■ **TO DO**:
Change each "photo" in the items to "image" and leave every other word as it is. Omit the pictures from your answer.

(Image object location entries)
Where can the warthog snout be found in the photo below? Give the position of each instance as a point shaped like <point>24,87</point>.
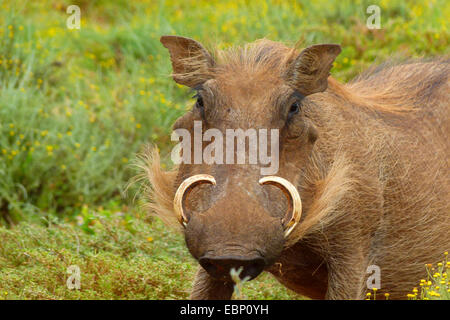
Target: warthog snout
<point>237,230</point>
<point>220,267</point>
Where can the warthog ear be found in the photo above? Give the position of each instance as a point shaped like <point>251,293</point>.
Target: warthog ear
<point>190,60</point>
<point>308,73</point>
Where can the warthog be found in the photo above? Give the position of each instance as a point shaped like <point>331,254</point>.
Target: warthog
<point>363,173</point>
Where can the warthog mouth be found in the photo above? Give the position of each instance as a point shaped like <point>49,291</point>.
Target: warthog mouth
<point>289,221</point>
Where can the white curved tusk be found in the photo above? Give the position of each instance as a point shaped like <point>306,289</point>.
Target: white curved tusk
<point>295,202</point>
<point>183,191</point>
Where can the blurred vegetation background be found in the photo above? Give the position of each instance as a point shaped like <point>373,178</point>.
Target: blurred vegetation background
<point>76,106</point>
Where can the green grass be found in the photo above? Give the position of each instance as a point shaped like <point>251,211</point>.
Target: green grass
<point>120,256</point>
<point>77,105</point>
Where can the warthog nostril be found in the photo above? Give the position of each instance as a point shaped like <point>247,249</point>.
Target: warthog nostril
<point>220,267</point>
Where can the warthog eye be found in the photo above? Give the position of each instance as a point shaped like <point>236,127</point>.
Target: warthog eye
<point>199,104</point>
<point>295,108</point>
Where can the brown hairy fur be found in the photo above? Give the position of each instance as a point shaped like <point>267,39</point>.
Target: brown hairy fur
<point>376,186</point>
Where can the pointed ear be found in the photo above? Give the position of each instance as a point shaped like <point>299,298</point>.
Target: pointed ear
<point>308,73</point>
<point>190,61</point>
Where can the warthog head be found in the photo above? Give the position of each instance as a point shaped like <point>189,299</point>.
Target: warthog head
<point>233,215</point>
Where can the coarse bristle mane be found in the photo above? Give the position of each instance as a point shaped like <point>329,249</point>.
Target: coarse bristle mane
<point>387,89</point>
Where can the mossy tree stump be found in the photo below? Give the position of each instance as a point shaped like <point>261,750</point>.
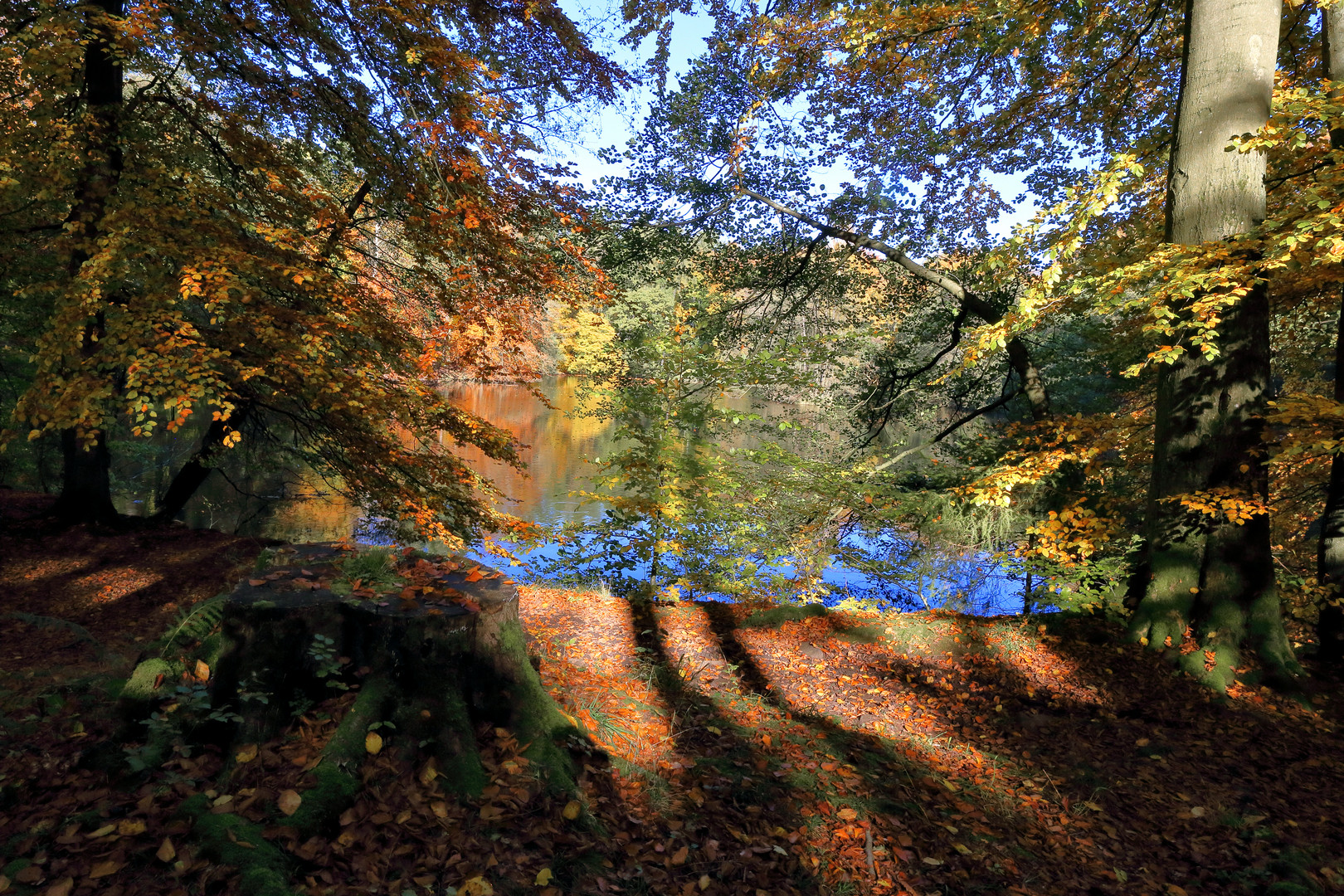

■ **THE OUTPUT**:
Where can the warthog snout be found in the image below? Give the position of each instance as a point shaped like <point>24,87</point>.
Target: warthog snout
<point>237,230</point>
<point>220,267</point>
Where can the warthog ear be found in the image above? Give the position of each instance as a point shaped like <point>251,293</point>.
Target: warthog ear
<point>190,60</point>
<point>308,73</point>
Where can the warthog be found in the image above? Give the position of each instance as a point shaped like <point>331,254</point>.
Target: warthog
<point>363,173</point>
Where can the warthog mouth be found in the image above? Give the position of each instance as a point shaped like <point>49,291</point>.
Target: warthog mouth
<point>289,221</point>
Where can the white curved tusk be found in the image above? Give the position of each instance as a point shaped like <point>306,289</point>.
Target: white curved tusk
<point>295,202</point>
<point>183,191</point>
Where can the blurred vegetation background be found in the image above? Give the position of each instance as a point shaped like <point>373,178</point>.
Target: blurred vegetation background
<point>76,106</point>
Where can the green grass be found in the image above? Give the position of each instance as a point shaped like <point>251,211</point>.
Target: green grass
<point>120,256</point>
<point>77,105</point>
Where can the warthog nostril be found in the image above? Give the position of each instance as a point shaped like <point>247,249</point>.
Target: warthog nostril
<point>220,267</point>
Where can the warthog eye be found in the image above? Give the position of each instance as a point shaped like <point>236,127</point>.
Target: warthog eye
<point>199,104</point>
<point>295,108</point>
Where can the brown hairy fur be found in the image above? Give the position of each instance as a point shaped like <point>267,39</point>.
Target: brown hairy fur
<point>376,186</point>
Where can the pointed ear be found in the image above? Give the position of each instance as a point shaped like <point>299,298</point>.
Target: pointed ear
<point>308,73</point>
<point>190,61</point>
Where can the warthog head be found in the image above? Give the position of each instance as a point shaped like <point>189,299</point>.
Target: warthog head
<point>233,215</point>
Where can the coarse bristle mane be found in the image above? Give the position of each instance as a point shaped like <point>329,249</point>.
Target: coarse bristle mane
<point>387,89</point>
Where can the mossy tree stump be found in the image below? Give the position of each instance as a point shaped like <point>261,750</point>.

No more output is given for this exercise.